▶ _Extract to read_:
START

This is an install that I have wanted to see. The cleanliness and use of materials is definitley inspiring! Thanks and I look forward to seeing more of your work! Hopefully I can get a project together soon!


----------



## quality_sound (Dec 25, 2005)

That's how I wanted my hatch to look, unfortunately I don't have the skills or tools required so I'll just lust after this one! 

Not feelin' the door pods though. I like the first couple sets you did and it's not the angle on the pods but the shape. I don't think it flows with the door panel but I will agree that sometimes function has to come over form. 

Man I wish I could hear it.


----------



## simplicityinsound (Feb 2, 2007)

i hear ya man...i think really, the pod needs to be seen in person, 3D, i had mocked it up in circular ring before, and honestly, it looked like a boob with it angling out. i played with a whole slew of different baffle shapes, and this was by far the best to my eyes, beucsae the door really in the end, is a bunch of trapezoidal shapes with rounded corners. i think if you saw it in person, it flows a lot better than on a 2d pic 

yeah wish you could be at marvs to hear it


----------



## syd-monster (Jan 7, 2008)

Notice how this install's captured a few of our attentions, yet we barely even mentioned the F1 status H/U!!... not exactly everyday gear that.


----------



## simplicityinsound (Feb 2, 2007)

END

▶ _Objectives_:
[1] Copy word for word the part of the forum thread starting at "This is an install" and ending at "(Dec 25, 2005)".
[2] Name every distinct username that appears in a post header in the forum thread.
Work solely from the forum thread.

▶ _Dataset content_:
START

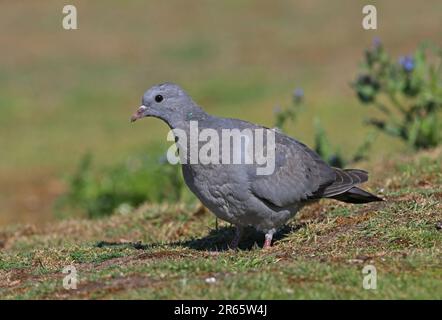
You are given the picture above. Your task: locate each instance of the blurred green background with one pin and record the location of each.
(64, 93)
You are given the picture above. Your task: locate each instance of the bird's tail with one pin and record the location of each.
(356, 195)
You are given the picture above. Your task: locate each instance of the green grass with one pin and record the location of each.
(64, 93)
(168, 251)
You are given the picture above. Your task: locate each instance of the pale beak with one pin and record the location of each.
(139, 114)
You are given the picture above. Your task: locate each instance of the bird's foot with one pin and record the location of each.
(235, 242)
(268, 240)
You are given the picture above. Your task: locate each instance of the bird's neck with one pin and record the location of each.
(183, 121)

END
START

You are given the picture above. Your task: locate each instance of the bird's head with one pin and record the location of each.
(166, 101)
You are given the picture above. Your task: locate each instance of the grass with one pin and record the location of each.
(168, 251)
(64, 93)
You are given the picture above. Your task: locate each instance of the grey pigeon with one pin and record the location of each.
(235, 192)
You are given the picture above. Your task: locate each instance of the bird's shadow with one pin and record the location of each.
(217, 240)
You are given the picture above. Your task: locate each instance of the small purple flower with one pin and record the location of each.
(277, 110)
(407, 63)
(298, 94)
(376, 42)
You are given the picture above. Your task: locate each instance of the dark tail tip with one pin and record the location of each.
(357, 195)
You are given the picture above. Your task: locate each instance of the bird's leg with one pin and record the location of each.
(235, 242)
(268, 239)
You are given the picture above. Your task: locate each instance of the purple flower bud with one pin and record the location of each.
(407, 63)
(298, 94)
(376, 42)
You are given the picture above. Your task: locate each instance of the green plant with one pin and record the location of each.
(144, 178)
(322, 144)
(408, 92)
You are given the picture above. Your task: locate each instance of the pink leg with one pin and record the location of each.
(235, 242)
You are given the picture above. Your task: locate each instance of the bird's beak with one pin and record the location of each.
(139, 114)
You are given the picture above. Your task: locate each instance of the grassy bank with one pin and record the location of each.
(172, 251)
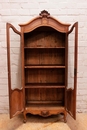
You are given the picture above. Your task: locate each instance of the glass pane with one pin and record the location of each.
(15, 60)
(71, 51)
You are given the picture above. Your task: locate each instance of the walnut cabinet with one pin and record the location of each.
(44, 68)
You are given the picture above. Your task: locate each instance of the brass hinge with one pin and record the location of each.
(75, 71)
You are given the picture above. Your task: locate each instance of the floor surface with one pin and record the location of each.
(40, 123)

END
START

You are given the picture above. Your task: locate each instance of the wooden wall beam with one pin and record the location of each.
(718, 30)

END

▶ _Task results_:
[1]
This is an install that I have wanted to see. The cleanliness and use of materials is definitley inspiring! Thanks and I look forward to seeing more of your work! Hopefully I can get a project together soon!


----------



## quality_sound (Dec 25, 2005)

[2]
quality_sound
simplicityinsound
syd-monster